** START OF Extracted data **

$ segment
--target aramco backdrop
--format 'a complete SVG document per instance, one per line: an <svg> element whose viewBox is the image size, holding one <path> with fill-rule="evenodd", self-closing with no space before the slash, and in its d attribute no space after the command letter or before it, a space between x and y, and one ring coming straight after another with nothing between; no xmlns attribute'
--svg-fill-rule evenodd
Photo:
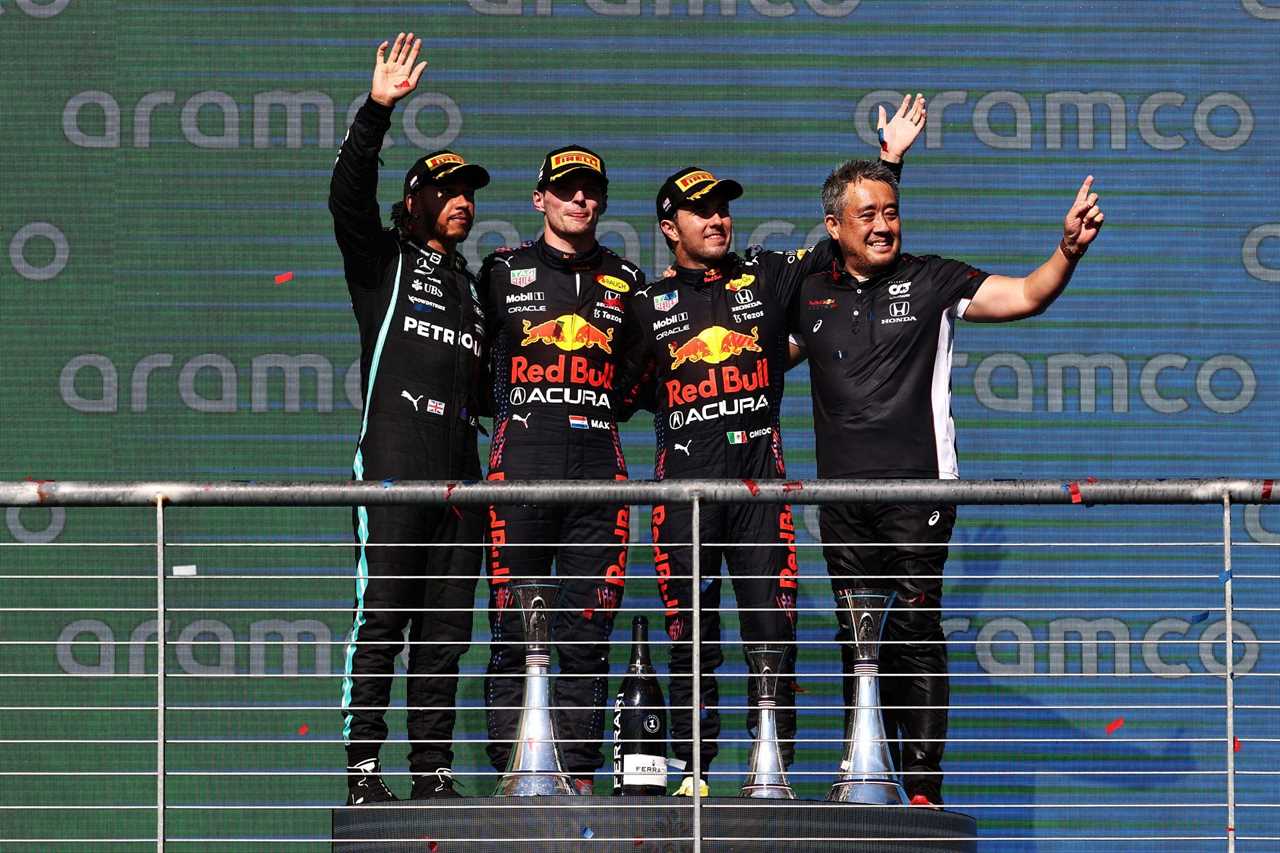
<svg viewBox="0 0 1280 853"><path fill-rule="evenodd" d="M431 64L396 111L381 201L424 150L485 164L472 263L538 234L538 163L568 142L607 158L603 240L650 274L668 261L653 196L690 164L746 186L740 248L808 245L822 179L874 151L876 105L920 91L929 124L904 179L909 250L1021 274L1057 242L1085 174L1107 214L1047 315L957 330L963 474L1276 469L1275 0L5 0L0 478L349 476L358 351L325 193L375 45L411 28ZM788 379L790 473L812 476L806 370ZM635 476L652 464L650 433L641 420L625 433ZM797 516L812 546L815 512ZM1267 547L1280 511L1234 521L1239 792L1274 806L1276 776L1257 774L1280 761ZM151 523L137 510L5 516L0 730L46 742L0 751L6 807L118 806L6 811L8 839L155 831ZM172 562L195 566L169 583L170 838L323 839L343 795L332 774L348 515L179 510L169 523ZM634 535L648 539L644 512ZM1221 838L1220 535L1213 507L961 511L945 613L960 706L947 795L988 836L1025 839L992 849ZM627 603L653 607L648 549L632 560ZM819 675L836 658L820 644L833 620L814 548L803 567L812 742L794 780L819 797L836 752L818 740L840 722L815 708L838 689ZM476 625L470 674L488 635ZM741 681L726 694L740 703ZM486 768L477 680L463 701L468 774ZM724 735L745 736L741 713L727 712ZM402 754L384 751L392 770ZM726 747L718 792L736 790L745 757L745 743ZM70 775L83 771L100 775ZM463 779L472 794L492 784ZM1238 825L1280 835L1275 808L1242 808ZM1111 844L1094 847L1148 849ZM200 847L230 844L182 849Z"/></svg>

** END OF Extracted data **

All the lines above are to be given again exactly as they read, with the pictures removed.

▶ _Solution_:
$ segment
--target aramco backdrop
--format 'a complete SVG document per instance, one per line: an <svg> element whose viewBox is the image size, holding one <path> with fill-rule="evenodd", self-closing with no space before the slash, and in its d attribute no space after the command letter or before it, a space between x and y, and one ring coming straight after another with nothing between; no xmlns attribute'
--svg-fill-rule evenodd
Photo:
<svg viewBox="0 0 1280 853"><path fill-rule="evenodd" d="M431 64L396 111L381 201L424 150L485 164L472 263L538 234L538 163L568 142L607 158L603 240L650 274L668 261L653 196L690 164L746 186L740 248L808 245L822 179L874 151L876 105L920 91L929 124L904 179L909 250L1021 274L1057 242L1085 174L1107 214L1047 315L957 330L963 474L1276 469L1275 0L5 0L0 478L349 476L358 351L325 193L375 45L411 28ZM788 379L790 473L812 476L806 370ZM635 476L652 464L650 433L641 420L625 433ZM797 516L812 546L815 512ZM1267 547L1280 511L1234 521L1239 792L1274 806L1276 776L1257 774L1280 761ZM151 523L137 510L5 516L0 730L46 742L0 751L6 807L118 806L6 811L8 839L155 831ZM172 562L195 566L169 583L170 838L323 839L343 795L332 774L348 515L179 510L169 523ZM634 535L648 539L644 512ZM1221 838L1220 535L1213 507L961 511L945 613L960 706L947 795L988 836L1025 839L992 849ZM627 603L653 607L648 549L632 560ZM819 675L836 658L820 644L833 620L814 548L803 567L812 742L794 780L819 797L836 752L818 740L840 722L815 708L838 689ZM476 625L470 674L488 635ZM741 681L726 694L740 703ZM486 768L477 680L463 701L468 774ZM724 735L745 736L741 713L727 712ZM402 754L384 751L392 770ZM726 747L718 792L736 790L745 757L745 743ZM70 775L83 771L100 775ZM463 779L472 794L492 784ZM1238 825L1280 835L1275 808L1242 808ZM1111 844L1094 847L1148 849ZM200 847L230 844L182 849Z"/></svg>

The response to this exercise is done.